Stored items from a collection:
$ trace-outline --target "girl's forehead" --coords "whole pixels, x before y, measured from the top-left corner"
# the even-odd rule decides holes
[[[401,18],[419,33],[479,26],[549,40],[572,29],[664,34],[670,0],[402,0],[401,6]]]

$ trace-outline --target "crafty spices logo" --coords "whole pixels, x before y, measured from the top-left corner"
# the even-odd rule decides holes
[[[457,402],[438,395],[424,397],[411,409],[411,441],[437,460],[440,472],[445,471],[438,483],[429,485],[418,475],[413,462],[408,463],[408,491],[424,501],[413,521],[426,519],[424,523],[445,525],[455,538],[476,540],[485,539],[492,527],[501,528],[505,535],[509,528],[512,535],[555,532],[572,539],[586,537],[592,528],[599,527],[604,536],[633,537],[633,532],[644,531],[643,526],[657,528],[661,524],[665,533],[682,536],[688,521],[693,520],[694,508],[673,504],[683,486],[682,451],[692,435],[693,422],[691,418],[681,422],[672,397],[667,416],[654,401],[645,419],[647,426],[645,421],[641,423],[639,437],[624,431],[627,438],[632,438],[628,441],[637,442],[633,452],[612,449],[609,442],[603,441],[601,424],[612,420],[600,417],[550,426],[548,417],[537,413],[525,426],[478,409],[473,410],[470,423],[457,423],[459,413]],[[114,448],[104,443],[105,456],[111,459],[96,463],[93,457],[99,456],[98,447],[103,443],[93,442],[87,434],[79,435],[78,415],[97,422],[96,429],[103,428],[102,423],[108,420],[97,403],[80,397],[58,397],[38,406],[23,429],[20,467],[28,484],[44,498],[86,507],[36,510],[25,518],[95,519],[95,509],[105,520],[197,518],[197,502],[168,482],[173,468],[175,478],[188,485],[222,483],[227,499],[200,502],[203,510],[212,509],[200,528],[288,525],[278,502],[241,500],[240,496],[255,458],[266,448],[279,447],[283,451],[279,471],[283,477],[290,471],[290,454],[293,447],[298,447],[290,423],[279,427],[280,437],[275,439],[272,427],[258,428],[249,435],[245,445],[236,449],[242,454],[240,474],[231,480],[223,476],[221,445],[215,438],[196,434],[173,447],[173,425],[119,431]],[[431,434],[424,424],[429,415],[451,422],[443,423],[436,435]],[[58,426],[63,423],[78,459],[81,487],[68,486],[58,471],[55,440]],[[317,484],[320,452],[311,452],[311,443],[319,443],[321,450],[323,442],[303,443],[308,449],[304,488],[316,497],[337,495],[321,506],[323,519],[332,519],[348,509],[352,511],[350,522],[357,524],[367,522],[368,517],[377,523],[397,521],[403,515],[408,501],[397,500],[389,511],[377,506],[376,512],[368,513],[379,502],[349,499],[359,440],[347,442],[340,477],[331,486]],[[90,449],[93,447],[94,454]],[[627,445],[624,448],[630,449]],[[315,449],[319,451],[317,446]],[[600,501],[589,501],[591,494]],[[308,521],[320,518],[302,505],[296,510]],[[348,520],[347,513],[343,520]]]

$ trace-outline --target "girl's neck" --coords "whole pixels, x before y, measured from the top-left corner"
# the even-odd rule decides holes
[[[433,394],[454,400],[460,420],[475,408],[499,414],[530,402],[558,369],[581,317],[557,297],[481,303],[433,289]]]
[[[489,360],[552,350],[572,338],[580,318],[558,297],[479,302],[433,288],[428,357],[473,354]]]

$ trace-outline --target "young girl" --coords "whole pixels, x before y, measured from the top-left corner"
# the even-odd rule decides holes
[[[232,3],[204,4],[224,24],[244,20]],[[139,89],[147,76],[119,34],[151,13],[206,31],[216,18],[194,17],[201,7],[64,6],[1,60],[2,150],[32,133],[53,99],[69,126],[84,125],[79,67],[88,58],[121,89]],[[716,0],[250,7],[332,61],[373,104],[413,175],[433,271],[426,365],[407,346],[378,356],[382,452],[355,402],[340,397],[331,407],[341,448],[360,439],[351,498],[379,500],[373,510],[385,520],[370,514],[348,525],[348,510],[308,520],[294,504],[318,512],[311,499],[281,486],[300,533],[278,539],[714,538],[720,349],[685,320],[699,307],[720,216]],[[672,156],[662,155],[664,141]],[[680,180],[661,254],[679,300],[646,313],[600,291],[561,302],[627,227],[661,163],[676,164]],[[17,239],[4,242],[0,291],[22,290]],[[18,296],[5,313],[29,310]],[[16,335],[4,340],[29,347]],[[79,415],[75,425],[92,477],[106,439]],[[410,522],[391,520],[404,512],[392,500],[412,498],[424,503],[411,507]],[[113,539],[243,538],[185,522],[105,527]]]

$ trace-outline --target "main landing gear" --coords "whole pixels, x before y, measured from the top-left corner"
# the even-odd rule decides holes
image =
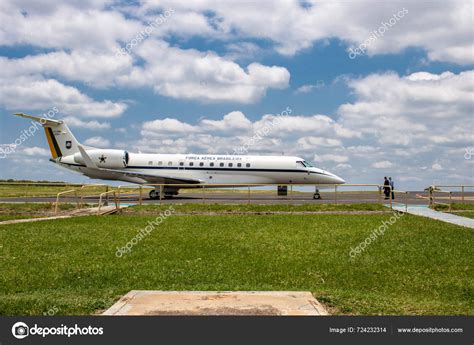
[[[160,198],[160,190],[159,189],[152,189],[148,194],[150,199],[157,200]],[[163,198],[170,199],[174,195],[178,195],[178,190],[175,188],[163,188]]]
[[[150,193],[150,199],[159,199],[160,198],[160,193],[158,193],[156,190],[151,190]]]

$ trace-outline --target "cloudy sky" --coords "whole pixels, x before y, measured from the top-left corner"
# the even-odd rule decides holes
[[[232,154],[266,128],[249,154],[348,183],[474,183],[473,7],[2,0],[0,148],[30,125],[13,112],[57,108],[97,147]],[[48,162],[42,133],[14,150],[0,178],[87,180]]]

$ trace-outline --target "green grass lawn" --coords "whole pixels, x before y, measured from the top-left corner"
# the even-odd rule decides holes
[[[123,209],[124,214],[153,215],[169,208],[169,204],[143,205]],[[254,213],[254,212],[332,212],[332,211],[386,211],[390,209],[380,204],[301,204],[301,205],[254,205],[254,204],[182,204],[173,205],[176,212],[184,213]]]
[[[433,206],[433,208],[436,211],[447,211],[449,209],[449,206],[448,205],[435,204]],[[462,210],[474,211],[474,203],[472,203],[472,204],[453,203],[451,205],[451,210],[453,210],[453,211],[462,211]]]
[[[461,216],[461,217],[474,218],[474,211],[458,211],[458,212],[452,212],[452,214],[455,214],[456,216]]]
[[[12,214],[2,214],[0,213],[0,222],[6,221],[6,220],[13,220],[13,219],[27,219],[27,218],[41,218],[44,216],[39,216],[39,215],[28,215],[28,214],[17,214],[17,213],[12,213]]]
[[[89,207],[84,205],[83,207]],[[75,204],[60,203],[59,211],[75,209]],[[0,222],[12,219],[42,218],[54,215],[53,203],[0,203]]]
[[[461,217],[474,218],[474,204],[462,204],[453,203],[451,205],[451,211],[449,211],[448,205],[434,205],[433,208],[436,211],[452,213]]]
[[[104,185],[87,185],[81,188],[82,185],[48,185],[48,184],[0,184],[0,198],[13,197],[56,197],[58,193],[69,190],[75,190],[78,196],[99,196],[99,194],[106,190],[116,190],[116,187],[109,186],[106,189]],[[124,188],[122,192],[138,192],[138,188]],[[143,189],[145,193],[145,188]],[[148,191],[147,191],[148,193]],[[68,193],[61,198],[74,198],[74,193]]]
[[[303,290],[335,314],[474,314],[474,232],[390,215],[174,215],[118,258],[152,216],[0,226],[0,315],[90,314],[132,289]]]
[[[41,184],[0,184],[0,198],[24,196],[56,196],[59,192],[77,189],[74,185],[41,185]]]

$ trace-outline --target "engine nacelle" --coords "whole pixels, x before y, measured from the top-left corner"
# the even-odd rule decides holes
[[[87,150],[92,162],[99,168],[121,169],[128,165],[129,155],[123,150]],[[80,152],[74,154],[74,162],[85,164]]]

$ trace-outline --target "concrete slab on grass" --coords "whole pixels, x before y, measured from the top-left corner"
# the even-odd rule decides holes
[[[310,292],[132,290],[102,315],[328,315]]]

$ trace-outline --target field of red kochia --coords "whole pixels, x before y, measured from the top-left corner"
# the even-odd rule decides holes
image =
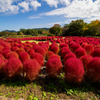
[[[64,72],[69,83],[98,82],[100,39],[77,36],[0,39],[1,78],[23,75],[26,80],[33,81],[39,77],[44,65],[49,77],[58,77]]]

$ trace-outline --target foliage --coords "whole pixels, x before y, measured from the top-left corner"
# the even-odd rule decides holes
[[[84,27],[85,27],[85,22],[82,19],[72,21],[69,24],[70,35],[71,36],[82,36]]]
[[[87,29],[88,35],[100,35],[100,21],[95,20],[92,21],[90,24],[88,24],[88,29]]]
[[[61,33],[62,33],[61,25],[54,24],[54,26],[49,29],[49,32],[51,34],[55,34],[56,36],[61,35]]]

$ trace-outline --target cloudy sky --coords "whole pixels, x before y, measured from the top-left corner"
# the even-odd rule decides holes
[[[0,31],[100,20],[100,0],[0,0]]]

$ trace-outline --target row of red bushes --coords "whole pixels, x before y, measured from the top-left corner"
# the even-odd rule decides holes
[[[26,73],[26,78],[32,81],[41,72],[44,59],[47,59],[46,71],[49,76],[58,76],[64,64],[65,77],[68,82],[79,83],[85,77],[92,82],[99,81],[100,40],[85,37],[58,39],[60,45],[55,40],[51,45],[49,41],[36,44],[35,42],[22,43],[14,39],[0,40],[0,72],[8,77]]]

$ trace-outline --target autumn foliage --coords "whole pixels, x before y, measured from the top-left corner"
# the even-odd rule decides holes
[[[69,58],[65,62],[65,76],[70,83],[80,83],[84,79],[83,63],[78,58]]]
[[[26,79],[32,81],[35,80],[41,70],[41,66],[35,59],[28,59],[23,64],[24,73],[26,73]]]

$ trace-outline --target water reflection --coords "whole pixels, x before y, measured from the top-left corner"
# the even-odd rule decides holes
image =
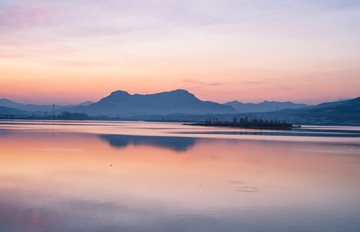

**What the task requires:** Write the lines from the one containing "trace-outline --target water" through the end of the data above exactly as they appear, and do not carry over any picture.

**Written answer:**
$ trace-outline --target water reflection --coords "whole pixels, x before y, measured from the top-left corner"
# the even-odd rule decides holes
image =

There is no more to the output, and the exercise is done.